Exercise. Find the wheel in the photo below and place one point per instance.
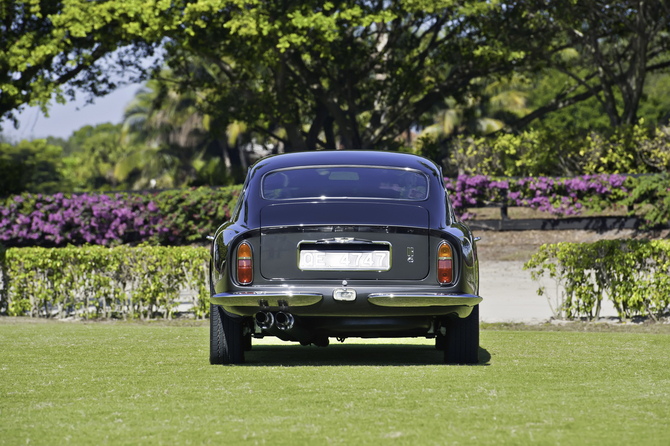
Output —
(440, 342)
(226, 343)
(462, 340)
(247, 342)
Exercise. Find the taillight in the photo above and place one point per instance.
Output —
(245, 271)
(444, 263)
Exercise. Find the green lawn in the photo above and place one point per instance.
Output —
(119, 383)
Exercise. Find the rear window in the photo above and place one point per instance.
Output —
(345, 182)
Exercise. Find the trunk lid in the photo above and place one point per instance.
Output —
(340, 240)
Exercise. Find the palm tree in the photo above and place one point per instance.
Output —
(169, 134)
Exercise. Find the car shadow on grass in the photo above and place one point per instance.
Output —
(350, 355)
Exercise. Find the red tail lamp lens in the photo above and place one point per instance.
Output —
(245, 272)
(444, 263)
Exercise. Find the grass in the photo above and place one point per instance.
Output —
(121, 383)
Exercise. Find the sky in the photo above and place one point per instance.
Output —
(65, 119)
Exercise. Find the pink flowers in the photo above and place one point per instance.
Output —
(170, 217)
(559, 196)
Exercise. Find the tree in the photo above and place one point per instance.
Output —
(614, 46)
(93, 152)
(30, 166)
(356, 74)
(50, 48)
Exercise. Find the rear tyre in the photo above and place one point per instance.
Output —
(462, 342)
(226, 344)
(440, 341)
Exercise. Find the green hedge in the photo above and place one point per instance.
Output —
(633, 274)
(95, 281)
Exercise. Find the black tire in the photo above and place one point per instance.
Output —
(226, 344)
(247, 342)
(463, 339)
(440, 341)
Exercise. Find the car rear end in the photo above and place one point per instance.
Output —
(348, 251)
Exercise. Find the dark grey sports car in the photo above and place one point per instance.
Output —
(344, 244)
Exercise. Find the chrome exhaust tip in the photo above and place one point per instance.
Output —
(264, 319)
(284, 320)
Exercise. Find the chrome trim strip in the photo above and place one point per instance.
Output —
(325, 166)
(252, 299)
(423, 300)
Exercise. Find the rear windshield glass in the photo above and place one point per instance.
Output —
(338, 182)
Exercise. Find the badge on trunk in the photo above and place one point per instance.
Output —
(344, 294)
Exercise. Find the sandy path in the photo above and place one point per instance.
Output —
(511, 296)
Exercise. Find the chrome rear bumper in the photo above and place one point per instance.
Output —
(303, 299)
(423, 300)
(266, 299)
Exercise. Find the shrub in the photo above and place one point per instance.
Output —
(169, 217)
(103, 282)
(633, 274)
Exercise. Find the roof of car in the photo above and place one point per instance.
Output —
(346, 157)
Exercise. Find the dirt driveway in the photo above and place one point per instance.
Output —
(508, 291)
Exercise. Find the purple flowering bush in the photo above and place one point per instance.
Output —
(170, 217)
(558, 196)
(180, 217)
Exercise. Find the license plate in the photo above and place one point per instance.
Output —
(344, 261)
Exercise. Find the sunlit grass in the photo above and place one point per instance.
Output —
(122, 383)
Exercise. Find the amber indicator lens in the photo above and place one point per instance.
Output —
(244, 264)
(444, 265)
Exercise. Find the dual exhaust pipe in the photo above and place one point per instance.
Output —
(283, 321)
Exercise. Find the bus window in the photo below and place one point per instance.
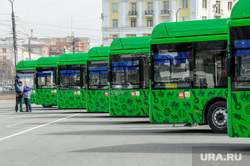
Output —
(189, 65)
(172, 67)
(26, 78)
(97, 72)
(46, 79)
(70, 79)
(209, 65)
(128, 71)
(240, 40)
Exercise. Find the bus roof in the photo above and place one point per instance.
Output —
(241, 10)
(190, 28)
(130, 45)
(26, 65)
(47, 62)
(72, 58)
(96, 53)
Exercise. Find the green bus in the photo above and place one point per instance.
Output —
(97, 83)
(46, 76)
(188, 82)
(71, 81)
(25, 72)
(238, 68)
(128, 77)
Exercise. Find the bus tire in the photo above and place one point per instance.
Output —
(217, 117)
(47, 106)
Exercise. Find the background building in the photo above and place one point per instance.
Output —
(129, 18)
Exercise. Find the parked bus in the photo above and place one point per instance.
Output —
(71, 81)
(25, 72)
(238, 68)
(188, 79)
(97, 83)
(46, 75)
(129, 83)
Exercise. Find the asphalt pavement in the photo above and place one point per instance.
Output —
(52, 137)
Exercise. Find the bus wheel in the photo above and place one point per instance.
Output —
(217, 117)
(47, 106)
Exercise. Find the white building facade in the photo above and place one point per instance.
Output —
(129, 18)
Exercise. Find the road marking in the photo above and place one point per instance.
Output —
(37, 127)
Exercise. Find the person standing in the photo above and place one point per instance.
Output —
(26, 95)
(19, 96)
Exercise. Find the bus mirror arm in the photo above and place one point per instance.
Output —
(86, 79)
(149, 72)
(109, 76)
(229, 66)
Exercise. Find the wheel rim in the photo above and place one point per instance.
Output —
(219, 117)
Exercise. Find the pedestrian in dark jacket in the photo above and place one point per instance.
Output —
(26, 95)
(19, 96)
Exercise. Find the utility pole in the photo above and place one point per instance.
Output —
(72, 34)
(73, 42)
(29, 49)
(14, 31)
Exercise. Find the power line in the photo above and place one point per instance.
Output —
(42, 6)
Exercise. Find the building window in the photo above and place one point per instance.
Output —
(115, 23)
(217, 10)
(204, 17)
(115, 36)
(185, 18)
(230, 5)
(150, 7)
(134, 7)
(204, 4)
(133, 22)
(150, 22)
(165, 7)
(114, 7)
(165, 19)
(184, 4)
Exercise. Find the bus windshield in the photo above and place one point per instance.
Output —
(129, 71)
(240, 38)
(26, 78)
(97, 72)
(189, 65)
(46, 79)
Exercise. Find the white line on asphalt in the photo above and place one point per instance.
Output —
(46, 124)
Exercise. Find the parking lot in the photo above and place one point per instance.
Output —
(49, 137)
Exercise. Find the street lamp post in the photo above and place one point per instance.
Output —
(176, 13)
(14, 31)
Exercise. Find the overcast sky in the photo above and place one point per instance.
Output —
(52, 18)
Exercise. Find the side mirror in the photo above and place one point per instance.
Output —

------

## How to complete this task
Filter the entries down to the lines containing "lamp". Copy each of those lines.

## Your response
Exercise. Find the red tail lamp lens in the photo above and place one point per instance.
Exercise. Find the street lamp post in the photo above and place one point per instance.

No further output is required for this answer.